**REQUIREMENT**
Can you collect every line of the data below that contains the word "rigging" and copy each one in full?

- - - -

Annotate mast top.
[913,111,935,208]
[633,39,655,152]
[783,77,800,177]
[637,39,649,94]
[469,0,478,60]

- - - -

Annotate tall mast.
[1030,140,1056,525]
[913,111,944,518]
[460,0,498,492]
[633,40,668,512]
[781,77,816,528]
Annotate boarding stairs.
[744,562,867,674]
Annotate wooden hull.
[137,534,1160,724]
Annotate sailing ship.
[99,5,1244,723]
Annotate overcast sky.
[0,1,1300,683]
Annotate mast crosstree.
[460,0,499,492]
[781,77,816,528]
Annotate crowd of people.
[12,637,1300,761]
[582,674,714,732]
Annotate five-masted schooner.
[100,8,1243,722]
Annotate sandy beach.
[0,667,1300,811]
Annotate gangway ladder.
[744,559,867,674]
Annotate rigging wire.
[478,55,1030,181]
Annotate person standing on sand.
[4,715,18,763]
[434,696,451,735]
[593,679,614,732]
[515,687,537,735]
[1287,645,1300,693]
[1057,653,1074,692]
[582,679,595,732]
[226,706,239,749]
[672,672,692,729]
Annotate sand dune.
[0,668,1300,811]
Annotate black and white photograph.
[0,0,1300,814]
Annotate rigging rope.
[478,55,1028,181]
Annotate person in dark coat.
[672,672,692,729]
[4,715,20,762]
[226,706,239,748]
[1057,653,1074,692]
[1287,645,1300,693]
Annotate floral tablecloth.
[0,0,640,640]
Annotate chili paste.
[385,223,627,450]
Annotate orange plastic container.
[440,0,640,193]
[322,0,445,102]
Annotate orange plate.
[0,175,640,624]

- - - -

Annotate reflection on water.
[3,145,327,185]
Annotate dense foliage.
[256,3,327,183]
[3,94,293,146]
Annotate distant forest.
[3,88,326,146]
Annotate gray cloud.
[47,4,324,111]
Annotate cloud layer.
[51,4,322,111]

- - - -

**COMPLETE RESPONSE**
Annotate rigging wire.
Annotate rigging rope.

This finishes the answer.